+++ Materials provided

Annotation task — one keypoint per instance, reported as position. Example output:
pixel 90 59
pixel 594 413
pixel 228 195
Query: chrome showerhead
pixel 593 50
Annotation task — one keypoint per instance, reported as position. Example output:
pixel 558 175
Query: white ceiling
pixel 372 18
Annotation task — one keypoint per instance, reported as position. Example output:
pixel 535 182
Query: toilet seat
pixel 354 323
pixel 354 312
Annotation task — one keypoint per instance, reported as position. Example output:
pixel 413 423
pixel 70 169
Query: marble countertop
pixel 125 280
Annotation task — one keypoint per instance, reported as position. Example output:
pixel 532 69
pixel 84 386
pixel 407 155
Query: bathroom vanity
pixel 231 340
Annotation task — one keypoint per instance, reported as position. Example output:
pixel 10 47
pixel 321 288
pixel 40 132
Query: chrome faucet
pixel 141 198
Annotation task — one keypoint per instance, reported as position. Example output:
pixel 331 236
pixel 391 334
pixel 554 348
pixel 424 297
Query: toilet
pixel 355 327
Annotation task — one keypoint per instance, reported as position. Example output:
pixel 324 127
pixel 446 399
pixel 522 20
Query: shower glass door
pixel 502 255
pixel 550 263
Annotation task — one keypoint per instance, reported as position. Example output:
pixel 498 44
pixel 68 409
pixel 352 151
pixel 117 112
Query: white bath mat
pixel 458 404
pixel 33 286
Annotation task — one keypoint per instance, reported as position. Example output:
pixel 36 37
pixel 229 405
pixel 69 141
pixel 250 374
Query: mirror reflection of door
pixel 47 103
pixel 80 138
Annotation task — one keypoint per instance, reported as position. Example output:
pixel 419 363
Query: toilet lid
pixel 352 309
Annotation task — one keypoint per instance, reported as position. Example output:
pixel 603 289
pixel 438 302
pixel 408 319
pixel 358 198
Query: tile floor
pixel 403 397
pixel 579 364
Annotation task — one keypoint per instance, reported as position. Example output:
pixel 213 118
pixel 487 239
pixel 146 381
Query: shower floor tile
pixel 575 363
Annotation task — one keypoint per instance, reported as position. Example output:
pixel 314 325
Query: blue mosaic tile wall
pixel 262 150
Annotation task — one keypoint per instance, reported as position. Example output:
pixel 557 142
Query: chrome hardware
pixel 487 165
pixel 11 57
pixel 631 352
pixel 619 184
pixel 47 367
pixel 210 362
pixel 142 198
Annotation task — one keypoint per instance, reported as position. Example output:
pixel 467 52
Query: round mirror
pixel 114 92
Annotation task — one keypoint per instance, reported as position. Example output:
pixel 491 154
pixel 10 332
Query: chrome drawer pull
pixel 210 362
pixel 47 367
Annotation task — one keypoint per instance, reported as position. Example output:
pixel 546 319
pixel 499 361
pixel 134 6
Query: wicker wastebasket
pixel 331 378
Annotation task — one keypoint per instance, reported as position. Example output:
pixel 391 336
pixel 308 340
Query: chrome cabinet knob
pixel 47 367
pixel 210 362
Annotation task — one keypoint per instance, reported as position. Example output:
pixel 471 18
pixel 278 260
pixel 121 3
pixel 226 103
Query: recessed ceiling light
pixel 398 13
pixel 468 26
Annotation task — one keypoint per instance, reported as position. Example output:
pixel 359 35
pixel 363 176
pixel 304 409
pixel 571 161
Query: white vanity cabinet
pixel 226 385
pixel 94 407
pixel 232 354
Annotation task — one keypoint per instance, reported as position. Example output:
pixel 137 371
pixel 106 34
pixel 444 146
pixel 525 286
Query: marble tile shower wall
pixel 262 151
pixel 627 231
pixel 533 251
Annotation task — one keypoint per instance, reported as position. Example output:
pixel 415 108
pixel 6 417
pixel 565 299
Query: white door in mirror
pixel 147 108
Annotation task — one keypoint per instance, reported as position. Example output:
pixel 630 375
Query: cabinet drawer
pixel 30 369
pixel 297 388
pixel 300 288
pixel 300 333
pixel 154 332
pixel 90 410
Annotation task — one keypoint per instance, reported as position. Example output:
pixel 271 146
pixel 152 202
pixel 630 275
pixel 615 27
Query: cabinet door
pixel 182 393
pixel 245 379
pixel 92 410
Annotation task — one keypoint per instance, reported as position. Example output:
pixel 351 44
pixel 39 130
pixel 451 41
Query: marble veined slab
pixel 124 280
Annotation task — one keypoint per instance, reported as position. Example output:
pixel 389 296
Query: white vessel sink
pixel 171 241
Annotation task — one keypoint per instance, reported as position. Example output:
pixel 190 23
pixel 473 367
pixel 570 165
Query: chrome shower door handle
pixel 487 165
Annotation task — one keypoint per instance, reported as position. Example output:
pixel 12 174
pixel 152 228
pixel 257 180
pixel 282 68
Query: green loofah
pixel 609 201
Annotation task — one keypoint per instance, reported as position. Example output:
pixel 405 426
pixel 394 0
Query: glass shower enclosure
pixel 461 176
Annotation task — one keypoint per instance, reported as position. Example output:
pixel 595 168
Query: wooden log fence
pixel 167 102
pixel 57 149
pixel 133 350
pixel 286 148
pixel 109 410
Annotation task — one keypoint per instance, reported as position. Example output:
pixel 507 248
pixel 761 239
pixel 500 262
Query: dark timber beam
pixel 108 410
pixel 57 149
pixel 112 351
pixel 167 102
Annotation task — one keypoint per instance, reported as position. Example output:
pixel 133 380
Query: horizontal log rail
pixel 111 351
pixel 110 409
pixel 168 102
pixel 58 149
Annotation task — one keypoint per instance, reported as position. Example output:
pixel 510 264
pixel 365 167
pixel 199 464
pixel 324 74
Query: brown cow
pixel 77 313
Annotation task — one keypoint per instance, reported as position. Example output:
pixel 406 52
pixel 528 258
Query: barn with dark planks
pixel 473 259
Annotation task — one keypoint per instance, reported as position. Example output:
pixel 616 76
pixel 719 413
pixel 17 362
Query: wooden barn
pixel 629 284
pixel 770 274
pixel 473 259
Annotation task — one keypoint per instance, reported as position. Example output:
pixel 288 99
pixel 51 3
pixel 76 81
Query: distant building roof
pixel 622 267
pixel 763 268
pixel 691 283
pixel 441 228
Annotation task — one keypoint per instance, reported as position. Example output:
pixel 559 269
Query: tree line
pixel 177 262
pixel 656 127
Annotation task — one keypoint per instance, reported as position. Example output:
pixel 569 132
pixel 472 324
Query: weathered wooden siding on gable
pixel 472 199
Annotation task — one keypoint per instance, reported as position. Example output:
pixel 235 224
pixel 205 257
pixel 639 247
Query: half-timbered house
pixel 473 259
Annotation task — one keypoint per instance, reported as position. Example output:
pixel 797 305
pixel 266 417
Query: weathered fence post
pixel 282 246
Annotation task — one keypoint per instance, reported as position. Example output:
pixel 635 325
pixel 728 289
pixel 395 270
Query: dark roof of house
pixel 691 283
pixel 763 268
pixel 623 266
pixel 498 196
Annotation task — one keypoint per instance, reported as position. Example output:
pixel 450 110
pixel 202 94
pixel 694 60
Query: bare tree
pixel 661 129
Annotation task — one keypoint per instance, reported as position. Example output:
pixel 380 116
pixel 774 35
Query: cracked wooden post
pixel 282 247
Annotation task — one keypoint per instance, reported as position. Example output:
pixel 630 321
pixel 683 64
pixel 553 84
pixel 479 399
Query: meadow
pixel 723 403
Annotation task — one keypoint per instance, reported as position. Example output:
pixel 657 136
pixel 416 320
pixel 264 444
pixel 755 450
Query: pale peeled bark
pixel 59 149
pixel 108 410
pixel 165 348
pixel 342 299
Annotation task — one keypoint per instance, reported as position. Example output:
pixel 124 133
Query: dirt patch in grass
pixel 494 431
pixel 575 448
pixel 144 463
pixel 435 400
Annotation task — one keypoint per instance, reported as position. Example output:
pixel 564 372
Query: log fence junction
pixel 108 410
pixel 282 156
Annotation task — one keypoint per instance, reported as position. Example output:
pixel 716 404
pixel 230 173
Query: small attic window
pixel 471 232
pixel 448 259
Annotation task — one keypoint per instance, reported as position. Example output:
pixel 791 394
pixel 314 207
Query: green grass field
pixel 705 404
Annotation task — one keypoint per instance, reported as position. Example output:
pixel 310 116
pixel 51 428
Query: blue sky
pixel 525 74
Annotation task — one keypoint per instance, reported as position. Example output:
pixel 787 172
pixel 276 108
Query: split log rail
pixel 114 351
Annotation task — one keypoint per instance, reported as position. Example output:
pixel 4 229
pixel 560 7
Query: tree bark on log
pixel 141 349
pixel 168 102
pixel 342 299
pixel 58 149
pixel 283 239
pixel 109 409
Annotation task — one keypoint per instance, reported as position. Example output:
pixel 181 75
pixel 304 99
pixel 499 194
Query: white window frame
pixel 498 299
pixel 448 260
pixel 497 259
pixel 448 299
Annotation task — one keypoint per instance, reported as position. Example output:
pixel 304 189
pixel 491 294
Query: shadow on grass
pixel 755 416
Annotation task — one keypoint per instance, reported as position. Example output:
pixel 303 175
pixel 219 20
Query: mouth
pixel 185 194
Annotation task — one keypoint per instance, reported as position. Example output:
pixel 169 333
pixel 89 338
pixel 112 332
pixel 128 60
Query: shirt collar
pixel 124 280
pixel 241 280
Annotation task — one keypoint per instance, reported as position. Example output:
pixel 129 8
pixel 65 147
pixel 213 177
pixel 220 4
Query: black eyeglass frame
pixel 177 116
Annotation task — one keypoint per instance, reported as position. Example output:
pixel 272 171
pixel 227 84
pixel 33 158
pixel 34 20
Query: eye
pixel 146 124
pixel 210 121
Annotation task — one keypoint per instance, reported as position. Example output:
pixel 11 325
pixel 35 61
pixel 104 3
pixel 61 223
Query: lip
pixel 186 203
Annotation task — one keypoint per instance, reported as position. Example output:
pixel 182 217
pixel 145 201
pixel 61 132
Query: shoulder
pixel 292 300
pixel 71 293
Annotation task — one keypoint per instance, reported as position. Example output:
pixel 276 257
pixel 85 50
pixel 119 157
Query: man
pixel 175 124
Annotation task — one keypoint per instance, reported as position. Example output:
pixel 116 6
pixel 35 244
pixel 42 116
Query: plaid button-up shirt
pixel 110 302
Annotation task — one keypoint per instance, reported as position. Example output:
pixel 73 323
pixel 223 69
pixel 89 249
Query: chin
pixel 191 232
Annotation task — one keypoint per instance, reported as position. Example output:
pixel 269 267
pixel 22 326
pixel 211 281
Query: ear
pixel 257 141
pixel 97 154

++++++

Task directions =
Starting at the line above that contains "Query: cracked wooden post", write out each line exactly until the line that contains "pixel 499 194" has been written, and stop there.

Exercise response =
Query: cracked wooden post
pixel 282 247
Annotation task — one keypoint per instance, reported as position. Example output:
pixel 630 321
pixel 683 64
pixel 553 84
pixel 479 399
Query: meadow
pixel 723 403
Annotation task — one keypoint per instance, reported as position. Example output:
pixel 657 136
pixel 416 320
pixel 264 444
pixel 755 450
Query: pale peeled bark
pixel 59 149
pixel 108 410
pixel 165 348
pixel 342 299
Annotation task — one keypoint per instance, reported as position. Example output:
pixel 124 133
Query: dirt patch in grass
pixel 494 431
pixel 575 448
pixel 144 463
pixel 435 400
Annotation task — one keypoint per instance, reported as position. Example output:
pixel 564 372
Query: log fence junction
pixel 108 410
pixel 282 156
Annotation task — one keypoint per instance, reported as position. Example output:
pixel 716 404
pixel 230 173
Query: small attic window
pixel 471 232
pixel 448 259
Annotation task — one keypoint per instance, reported as position. Example output:
pixel 791 394
pixel 314 207
Query: green grass field
pixel 705 404
Annotation task — one keypoint per instance, reported as position. Example output:
pixel 310 116
pixel 51 428
Query: blue sky
pixel 525 74
Annotation task — one keypoint per instance, reported as position. Example output:
pixel 787 172
pixel 276 108
Query: split log rail
pixel 114 351
Annotation task — one keypoint per instance, reported as position. Example output:
pixel 4 229
pixel 560 7
Query: tree bark on log
pixel 141 349
pixel 168 102
pixel 342 299
pixel 58 149
pixel 283 239
pixel 109 409
Annotation task — one keypoint per instance, reported as position. Example output:
pixel 181 75
pixel 304 99
pixel 499 194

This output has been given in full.